» **Problem**
Extract every line of text from the items below, word for word and unchanged. Leave out the pictures.

» **Input material**

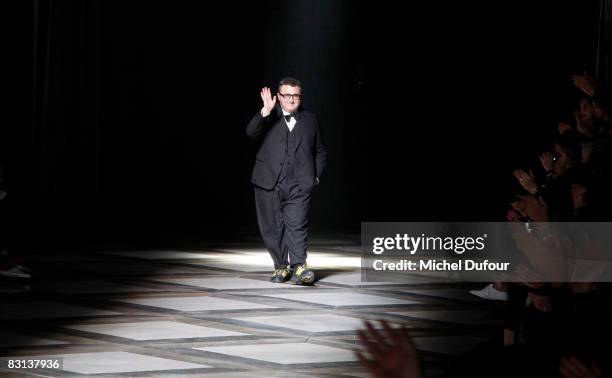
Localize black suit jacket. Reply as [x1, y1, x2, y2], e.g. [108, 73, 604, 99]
[246, 105, 327, 192]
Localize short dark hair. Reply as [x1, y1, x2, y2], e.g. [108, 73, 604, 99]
[278, 77, 302, 92]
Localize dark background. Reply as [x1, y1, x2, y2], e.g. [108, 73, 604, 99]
[20, 0, 599, 246]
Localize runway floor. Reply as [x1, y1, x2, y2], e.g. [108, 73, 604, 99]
[0, 236, 501, 378]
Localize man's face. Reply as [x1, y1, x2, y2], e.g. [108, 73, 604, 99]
[278, 85, 302, 113]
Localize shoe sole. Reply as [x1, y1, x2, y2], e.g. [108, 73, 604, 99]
[289, 272, 315, 285]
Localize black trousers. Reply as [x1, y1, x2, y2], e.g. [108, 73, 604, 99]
[255, 177, 311, 269]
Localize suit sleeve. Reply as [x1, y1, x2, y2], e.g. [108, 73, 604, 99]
[315, 117, 327, 178]
[246, 112, 271, 138]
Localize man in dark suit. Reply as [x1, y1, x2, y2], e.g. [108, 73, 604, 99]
[246, 78, 327, 285]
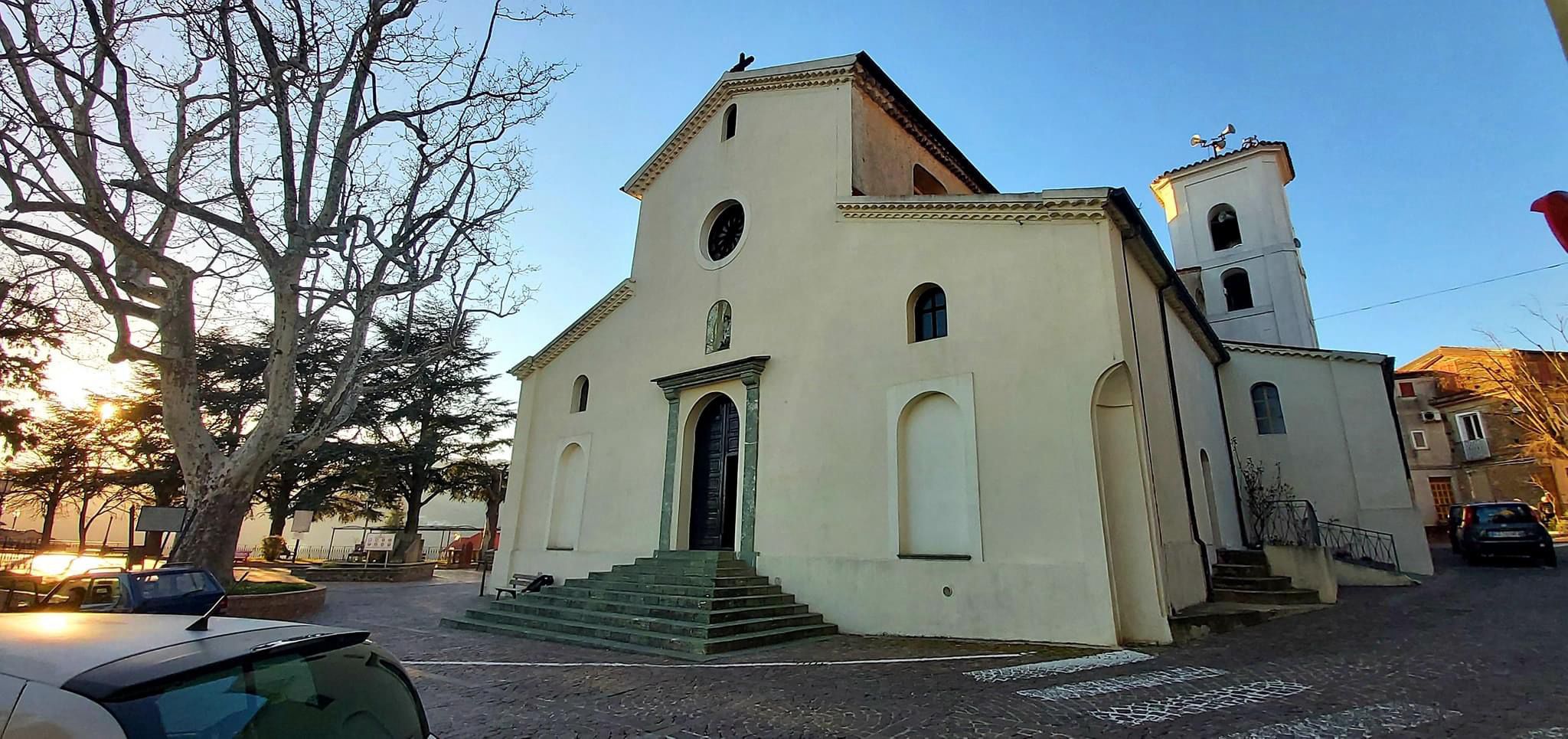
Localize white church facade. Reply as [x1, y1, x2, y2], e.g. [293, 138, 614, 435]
[497, 54, 1430, 645]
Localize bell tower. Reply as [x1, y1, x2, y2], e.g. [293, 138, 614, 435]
[1149, 134, 1317, 347]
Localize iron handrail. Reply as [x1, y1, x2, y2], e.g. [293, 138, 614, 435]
[1259, 499, 1399, 573]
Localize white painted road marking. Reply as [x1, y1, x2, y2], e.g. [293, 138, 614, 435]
[1221, 703, 1462, 739]
[401, 651, 1034, 670]
[1018, 667, 1224, 700]
[965, 649, 1154, 682]
[1089, 679, 1312, 727]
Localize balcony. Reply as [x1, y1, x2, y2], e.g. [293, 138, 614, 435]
[1460, 440, 1491, 461]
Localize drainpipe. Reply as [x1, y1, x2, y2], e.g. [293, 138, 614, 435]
[1214, 364, 1253, 548]
[1154, 283, 1223, 600]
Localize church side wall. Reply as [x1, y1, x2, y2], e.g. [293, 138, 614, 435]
[1220, 348, 1432, 574]
[1167, 315, 1242, 552]
[757, 220, 1129, 643]
[845, 90, 971, 196]
[1128, 256, 1207, 610]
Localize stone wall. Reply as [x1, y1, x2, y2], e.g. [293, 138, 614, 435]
[223, 585, 326, 621]
[299, 560, 437, 582]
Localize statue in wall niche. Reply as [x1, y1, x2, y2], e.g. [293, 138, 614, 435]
[704, 299, 729, 355]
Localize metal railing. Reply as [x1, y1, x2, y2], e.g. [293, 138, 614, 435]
[1317, 522, 1399, 573]
[1259, 499, 1399, 573]
[1261, 501, 1318, 546]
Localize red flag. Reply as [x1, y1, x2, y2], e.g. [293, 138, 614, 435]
[1530, 190, 1568, 251]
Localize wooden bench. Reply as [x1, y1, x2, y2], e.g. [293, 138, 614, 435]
[495, 573, 555, 601]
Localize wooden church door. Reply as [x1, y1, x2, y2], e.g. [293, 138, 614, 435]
[688, 397, 740, 549]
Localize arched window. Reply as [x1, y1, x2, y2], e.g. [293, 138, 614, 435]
[910, 284, 947, 344]
[1209, 202, 1242, 251]
[703, 299, 729, 355]
[1220, 266, 1253, 311]
[914, 165, 947, 195]
[1253, 383, 1284, 433]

» **Full output**
Localize black suit jacket. Reply as [x1, y1, x2, y2], e.g. [108, 73, 604, 99]
[246, 105, 327, 192]
Localize short dark hair. Reply as [x1, y1, x2, y2], e.g. [108, 73, 604, 99]
[278, 77, 302, 92]
Localize dark background. Reply as [x1, y1, x2, y2], e.g. [108, 73, 604, 99]
[20, 0, 599, 246]
Localize runway floor. Reply as [x1, y1, x2, y2], e.g. [108, 73, 604, 99]
[0, 236, 501, 378]
Localize man's face. Reply as [x1, y1, x2, y2], e.g. [108, 73, 604, 99]
[278, 85, 302, 113]
Localize shoe sole. Reply as [x1, y1, x2, y2], e.g. [108, 73, 604, 99]
[289, 272, 315, 285]
Localize black trousers. Reply as [x1, y1, x2, y2], e.g. [108, 73, 604, 99]
[255, 177, 311, 269]
Localize suit sleeve. Reply as [x1, y1, x2, y2], e.g. [108, 73, 604, 99]
[315, 117, 327, 178]
[246, 112, 271, 138]
Localize man in dark suit. Reply as [x1, y1, x2, y2], e.g. [108, 73, 604, 99]
[246, 78, 327, 285]
Localize white church facade. Reply as [x1, y1, x2, y2], e.g. [293, 138, 614, 435]
[497, 54, 1430, 645]
Localize bell tower. Reply as [x1, y1, x2, y2], e.g. [293, 138, 614, 435]
[1149, 134, 1317, 347]
Localize iron handrail. Reply as [x1, y1, x2, y2], e.g. [293, 138, 614, 435]
[1259, 499, 1399, 573]
Localize white painted road marking. Reply as [x1, y1, x2, y2], e.g. [293, 138, 614, 435]
[1221, 703, 1462, 739]
[401, 651, 1034, 670]
[1018, 667, 1224, 700]
[965, 649, 1154, 682]
[1089, 679, 1312, 727]
Localize balcony. Reply as [x1, y1, x2, y2], e.g. [293, 138, 614, 435]
[1460, 440, 1491, 461]
Localize drainpipe. Reply as [x1, y1, x2, y2], e.g. [293, 138, 614, 435]
[1214, 364, 1253, 548]
[1154, 283, 1223, 600]
Localize church side wall. Reply as [x1, y1, x2, y2], e.g. [293, 138, 614, 435]
[1220, 348, 1432, 574]
[1167, 315, 1242, 552]
[757, 220, 1129, 643]
[845, 90, 971, 196]
[1128, 256, 1207, 610]
Localize stone wall. Reply as [x1, y1, x2, y2], e.g. [293, 138, 614, 435]
[223, 585, 326, 621]
[299, 560, 437, 582]
Localize statue in wall niche. Reply as [x1, y1, x2, y2], e.g. [293, 138, 614, 435]
[704, 299, 729, 355]
Localize metal railing. Reply as [x1, y1, x2, y2], e.g. [293, 138, 614, 435]
[1317, 522, 1399, 573]
[1259, 499, 1399, 573]
[1261, 501, 1318, 546]
Localize red flag. Reply as [x1, y1, x2, y2], e.g. [293, 138, 614, 435]
[1530, 190, 1568, 251]
Localize wooden bench. Reply as [x1, y1, x2, y2], e.g. [293, 138, 614, 435]
[495, 573, 555, 601]
Localize wooden church door. Reply as [x1, y1, x2, y2], e.g. [293, 138, 614, 435]
[688, 397, 740, 549]
Localize arched window. Reply as [x1, y1, x2, y2], e.g. [293, 138, 614, 435]
[910, 284, 947, 344]
[1209, 202, 1242, 251]
[703, 299, 729, 355]
[1220, 266, 1253, 311]
[914, 165, 947, 195]
[1253, 383, 1284, 433]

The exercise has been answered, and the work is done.